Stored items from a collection
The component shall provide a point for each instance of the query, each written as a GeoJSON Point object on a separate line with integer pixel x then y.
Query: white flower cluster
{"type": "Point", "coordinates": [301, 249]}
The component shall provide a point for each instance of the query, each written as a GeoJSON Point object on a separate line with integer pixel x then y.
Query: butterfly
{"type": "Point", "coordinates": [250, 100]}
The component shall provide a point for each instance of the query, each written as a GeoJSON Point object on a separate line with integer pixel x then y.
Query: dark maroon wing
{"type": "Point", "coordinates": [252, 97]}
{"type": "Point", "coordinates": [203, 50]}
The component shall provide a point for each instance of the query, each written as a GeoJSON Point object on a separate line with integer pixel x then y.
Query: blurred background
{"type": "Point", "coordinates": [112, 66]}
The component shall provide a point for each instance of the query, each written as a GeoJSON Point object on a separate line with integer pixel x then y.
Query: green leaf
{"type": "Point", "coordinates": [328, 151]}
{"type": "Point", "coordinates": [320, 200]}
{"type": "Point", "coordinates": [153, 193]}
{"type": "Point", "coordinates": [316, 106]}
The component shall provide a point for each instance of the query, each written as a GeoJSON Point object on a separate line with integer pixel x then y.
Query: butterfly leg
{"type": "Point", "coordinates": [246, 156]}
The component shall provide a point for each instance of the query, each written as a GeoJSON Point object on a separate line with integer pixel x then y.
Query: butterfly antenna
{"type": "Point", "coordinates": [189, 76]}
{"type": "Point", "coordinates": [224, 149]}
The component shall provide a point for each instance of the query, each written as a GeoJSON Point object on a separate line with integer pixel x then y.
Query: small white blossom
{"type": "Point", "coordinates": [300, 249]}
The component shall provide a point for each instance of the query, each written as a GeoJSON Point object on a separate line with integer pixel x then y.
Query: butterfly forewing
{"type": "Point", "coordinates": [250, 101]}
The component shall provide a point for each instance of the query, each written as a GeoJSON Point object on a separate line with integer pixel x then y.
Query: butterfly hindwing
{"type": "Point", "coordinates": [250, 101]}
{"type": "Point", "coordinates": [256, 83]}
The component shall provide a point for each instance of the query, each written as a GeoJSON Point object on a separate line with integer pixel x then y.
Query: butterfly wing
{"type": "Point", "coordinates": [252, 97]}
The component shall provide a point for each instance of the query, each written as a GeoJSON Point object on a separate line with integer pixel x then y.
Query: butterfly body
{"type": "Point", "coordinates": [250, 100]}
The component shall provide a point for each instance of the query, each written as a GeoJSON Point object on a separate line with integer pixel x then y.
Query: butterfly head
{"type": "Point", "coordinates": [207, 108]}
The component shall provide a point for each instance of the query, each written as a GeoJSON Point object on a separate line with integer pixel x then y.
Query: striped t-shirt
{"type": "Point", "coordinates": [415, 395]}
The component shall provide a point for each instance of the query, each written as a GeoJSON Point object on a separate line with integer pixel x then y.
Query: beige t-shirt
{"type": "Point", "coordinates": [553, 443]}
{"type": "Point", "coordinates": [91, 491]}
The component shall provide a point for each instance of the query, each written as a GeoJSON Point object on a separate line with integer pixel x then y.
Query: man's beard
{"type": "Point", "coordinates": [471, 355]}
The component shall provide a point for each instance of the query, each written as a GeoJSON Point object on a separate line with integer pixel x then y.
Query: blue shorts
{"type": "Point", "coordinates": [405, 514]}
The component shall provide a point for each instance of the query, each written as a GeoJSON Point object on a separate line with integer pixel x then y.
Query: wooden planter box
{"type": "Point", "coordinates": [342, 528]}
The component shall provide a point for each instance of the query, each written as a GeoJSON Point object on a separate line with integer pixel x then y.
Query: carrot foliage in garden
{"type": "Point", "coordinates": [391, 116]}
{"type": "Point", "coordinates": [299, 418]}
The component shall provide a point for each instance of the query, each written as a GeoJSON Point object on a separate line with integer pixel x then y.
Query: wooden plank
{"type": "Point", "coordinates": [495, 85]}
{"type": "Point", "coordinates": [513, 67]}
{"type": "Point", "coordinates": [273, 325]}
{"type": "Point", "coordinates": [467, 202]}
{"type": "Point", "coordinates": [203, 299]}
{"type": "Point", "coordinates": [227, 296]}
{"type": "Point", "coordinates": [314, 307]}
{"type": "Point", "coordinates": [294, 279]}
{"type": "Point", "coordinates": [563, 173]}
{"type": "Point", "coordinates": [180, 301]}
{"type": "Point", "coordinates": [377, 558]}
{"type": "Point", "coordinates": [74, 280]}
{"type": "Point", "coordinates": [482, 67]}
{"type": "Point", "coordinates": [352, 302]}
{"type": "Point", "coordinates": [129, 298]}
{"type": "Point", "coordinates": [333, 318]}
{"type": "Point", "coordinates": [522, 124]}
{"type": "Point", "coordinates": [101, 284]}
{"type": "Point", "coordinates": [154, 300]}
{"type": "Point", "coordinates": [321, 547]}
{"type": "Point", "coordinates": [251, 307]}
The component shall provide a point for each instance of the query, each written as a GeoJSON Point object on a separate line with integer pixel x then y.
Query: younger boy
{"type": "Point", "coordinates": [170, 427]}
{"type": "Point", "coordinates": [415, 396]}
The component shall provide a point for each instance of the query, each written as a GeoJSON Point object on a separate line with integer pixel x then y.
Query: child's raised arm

§ **What is expected**: Repeat the data exactly. Leave nothing out.

§ **Finished task**:
The component shall provide a point for each instance of the query, each written as a GeoJSON Point object on a separate line with integer pixel x then y.
Query: white flower cluster
{"type": "Point", "coordinates": [301, 249]}
The component shall provide a point for each instance of the query, each written as a GeoJSON Point object on a separate line with integer pixel x then y.
Query: butterfly
{"type": "Point", "coordinates": [250, 100]}
The component shall provide a point for each instance of the query, each written as a GeoJSON Point object on a separate line with integer pixel x then y.
Query: dark maroon wing
{"type": "Point", "coordinates": [252, 97]}
{"type": "Point", "coordinates": [203, 50]}
The component shall provide a point for each instance of the query, each written as a GeoJSON Point object on a separate line with integer pixel x then y.
Query: blurred background
{"type": "Point", "coordinates": [112, 66]}
The component shall provide a point for each instance of the query, each written as a GeoJSON Point object on a separate line with integer pixel x then y.
Query: green leaf
{"type": "Point", "coordinates": [328, 151]}
{"type": "Point", "coordinates": [320, 200]}
{"type": "Point", "coordinates": [153, 193]}
{"type": "Point", "coordinates": [316, 106]}
The component shall provide a point for each instance of the query, each written as a GeoJSON Point object on a separate line with integer pixel x then y.
Query: butterfly leg
{"type": "Point", "coordinates": [246, 156]}
The component shall provide a point for each instance of the query, each written as a GeoJSON Point object on a separate line with integer pixel x then y.
Query: butterfly antenna
{"type": "Point", "coordinates": [189, 76]}
{"type": "Point", "coordinates": [224, 149]}
The component shall provide a point for each instance of the query, each written as a GeoJSON Point object on a separate line with integer pixel x then y.
Query: small white blossom
{"type": "Point", "coordinates": [300, 249]}
The component shall provide a point for each instance of the query, each written as a GeoJSON Point object on a separate line with integer pixel x then y.
Query: butterfly forewing
{"type": "Point", "coordinates": [250, 101]}
The component shall provide a point for each instance of the query, each written as a GeoJSON Point object on a separate line with integer pixel x then y.
Query: butterfly hindwing
{"type": "Point", "coordinates": [250, 101]}
{"type": "Point", "coordinates": [256, 83]}
The component shall provide a point for each instance of the query, each written as a GeoJSON Point object on a separate line with integer pixel x then y.
Query: butterfly wing
{"type": "Point", "coordinates": [252, 97]}
The component shall provide a point for each instance of the query, each written as a GeoJSON Point object on a separate line with integer pixel x then y.
Query: butterfly body
{"type": "Point", "coordinates": [250, 100]}
The component shall provide a point for each instance of the query, each written as a GeoJSON Point object on a separate line with integer pixel x then y.
Query: butterfly head
{"type": "Point", "coordinates": [207, 108]}
The component shall provide a point for each instance of the query, each written as a GeoJSON Point object on a separate line with integer pixel x then y.
Query: striped t-shirt
{"type": "Point", "coordinates": [415, 395]}
The component shall provide a point for each instance of the query, each written as a GeoJSON Point object on a separate line with integer pixel x then y.
Query: beige t-shirt
{"type": "Point", "coordinates": [553, 443]}
{"type": "Point", "coordinates": [91, 491]}
The component shall provide a point for each instance of the query, each written as a GeoJSON Point object on a separate line with integer pixel x then y.
Query: man's beard
{"type": "Point", "coordinates": [471, 355]}
The component shall provide a point for each instance of the query, each written as a GeoJSON Point object on a separate line with integer pixel x then y.
Query: blue shorts
{"type": "Point", "coordinates": [405, 514]}
The component shall provide a point for each instance of the query, each written as a GeoJSON Point object on a separate line with integer pixel x then y.
Query: wooden planter box
{"type": "Point", "coordinates": [342, 528]}
The component shall provide a point for each instance of the query, each written as a GeoJSON Point object on a separate line with integer pixel x then y.
Query: carrot foliage in garden
{"type": "Point", "coordinates": [391, 116]}
{"type": "Point", "coordinates": [299, 418]}
The component shall provide a point for each instance of the query, each written as a GeoJSON Point object on a separate line with integer pixel x then y.
Query: wooden plank
{"type": "Point", "coordinates": [495, 85]}
{"type": "Point", "coordinates": [513, 67]}
{"type": "Point", "coordinates": [273, 325]}
{"type": "Point", "coordinates": [467, 202]}
{"type": "Point", "coordinates": [203, 299]}
{"type": "Point", "coordinates": [227, 296]}
{"type": "Point", "coordinates": [314, 307]}
{"type": "Point", "coordinates": [294, 279]}
{"type": "Point", "coordinates": [563, 173]}
{"type": "Point", "coordinates": [180, 301]}
{"type": "Point", "coordinates": [377, 558]}
{"type": "Point", "coordinates": [74, 280]}
{"type": "Point", "coordinates": [482, 67]}
{"type": "Point", "coordinates": [352, 302]}
{"type": "Point", "coordinates": [129, 298]}
{"type": "Point", "coordinates": [333, 318]}
{"type": "Point", "coordinates": [522, 124]}
{"type": "Point", "coordinates": [101, 284]}
{"type": "Point", "coordinates": [154, 300]}
{"type": "Point", "coordinates": [321, 547]}
{"type": "Point", "coordinates": [251, 307]}
The component shall provide a point for each instance of the query, each written as a GeoJSON Point object on a separate line with integer pixel x then y.
Query: younger boy
{"type": "Point", "coordinates": [170, 427]}
{"type": "Point", "coordinates": [415, 396]}
The component shall provide a point for each instance of the query, each written as a GeoJSON Point object on a separate line with integer pixel x then y.
Query: child's raised arm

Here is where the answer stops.